▸ **Do this**:
Print the lines from the records below unchanged, starting at the line that contains "of the stone" and stopping after the line that contains "[[929, 395]]".

▸ **Input data**:
::::
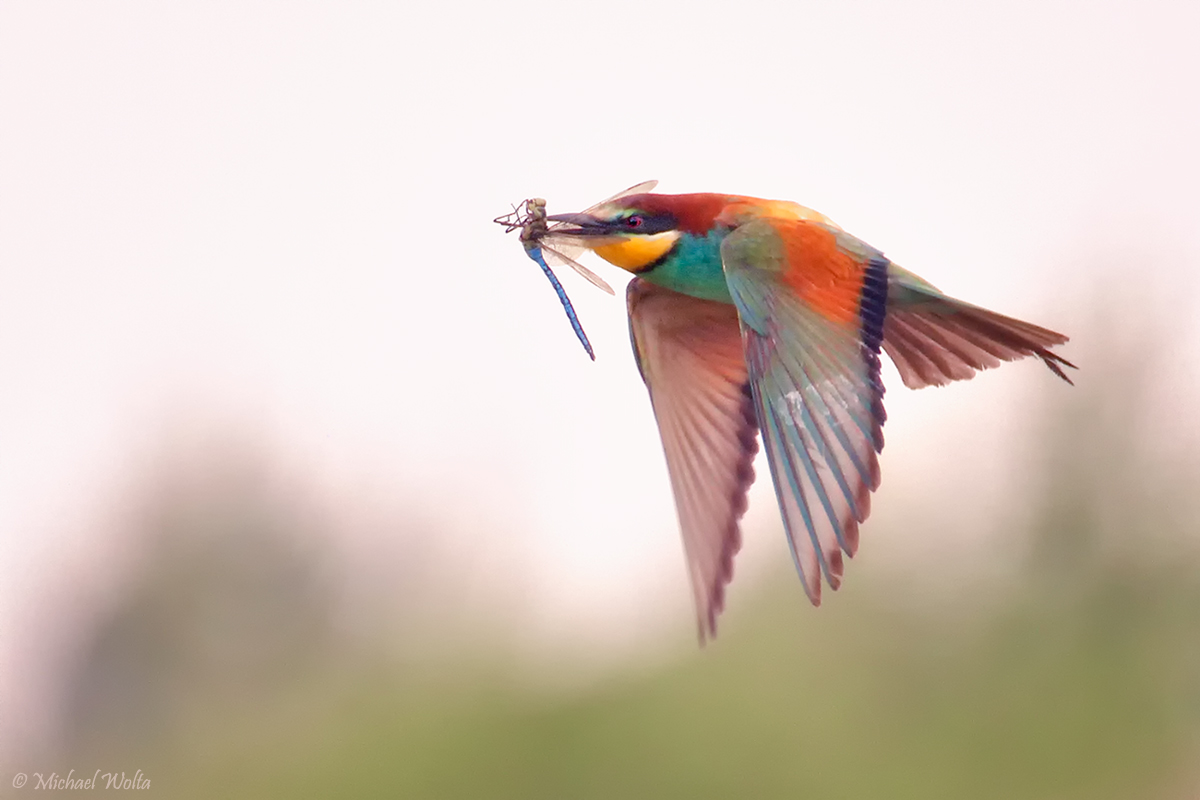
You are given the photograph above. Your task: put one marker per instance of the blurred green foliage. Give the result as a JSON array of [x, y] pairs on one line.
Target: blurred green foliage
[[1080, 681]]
::::
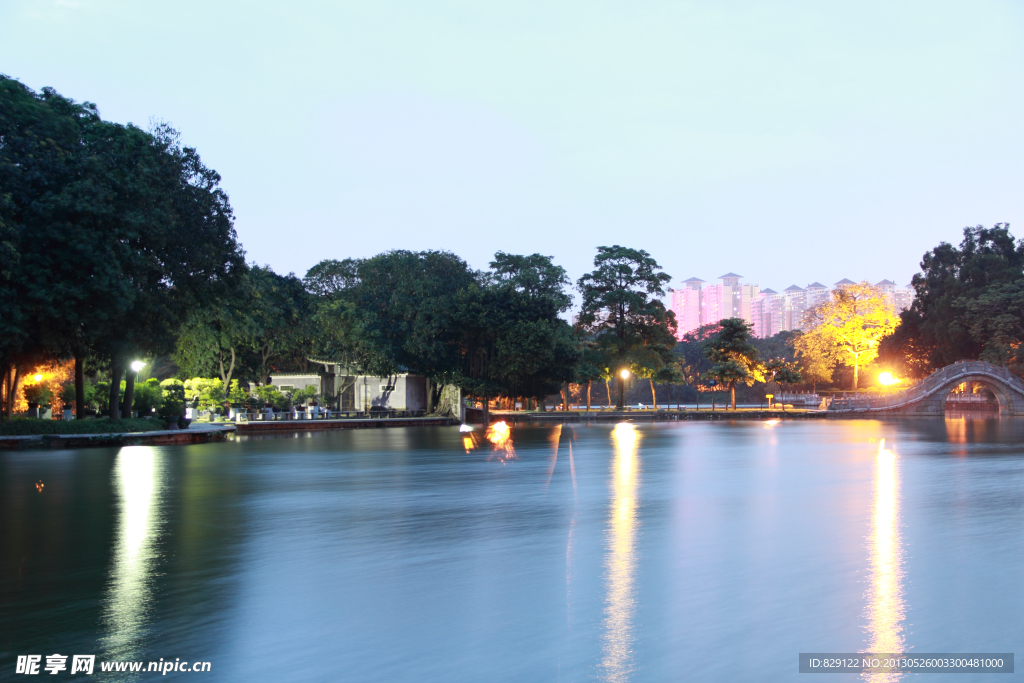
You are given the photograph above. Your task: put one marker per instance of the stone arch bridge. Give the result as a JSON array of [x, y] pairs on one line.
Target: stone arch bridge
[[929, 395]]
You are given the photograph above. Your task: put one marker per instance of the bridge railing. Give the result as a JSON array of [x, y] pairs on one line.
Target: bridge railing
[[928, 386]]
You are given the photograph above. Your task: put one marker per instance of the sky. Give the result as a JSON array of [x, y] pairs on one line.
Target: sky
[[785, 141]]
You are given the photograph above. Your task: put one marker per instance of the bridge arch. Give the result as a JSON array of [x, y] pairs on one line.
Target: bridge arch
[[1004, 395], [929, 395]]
::::
▸ **Final result**:
You are given the photograph above. Your task: put one marker per instance of the stone arch bridge. Give the result as a JSON array of [x, y] pairs on one line.
Target: stone arch bridge
[[929, 395]]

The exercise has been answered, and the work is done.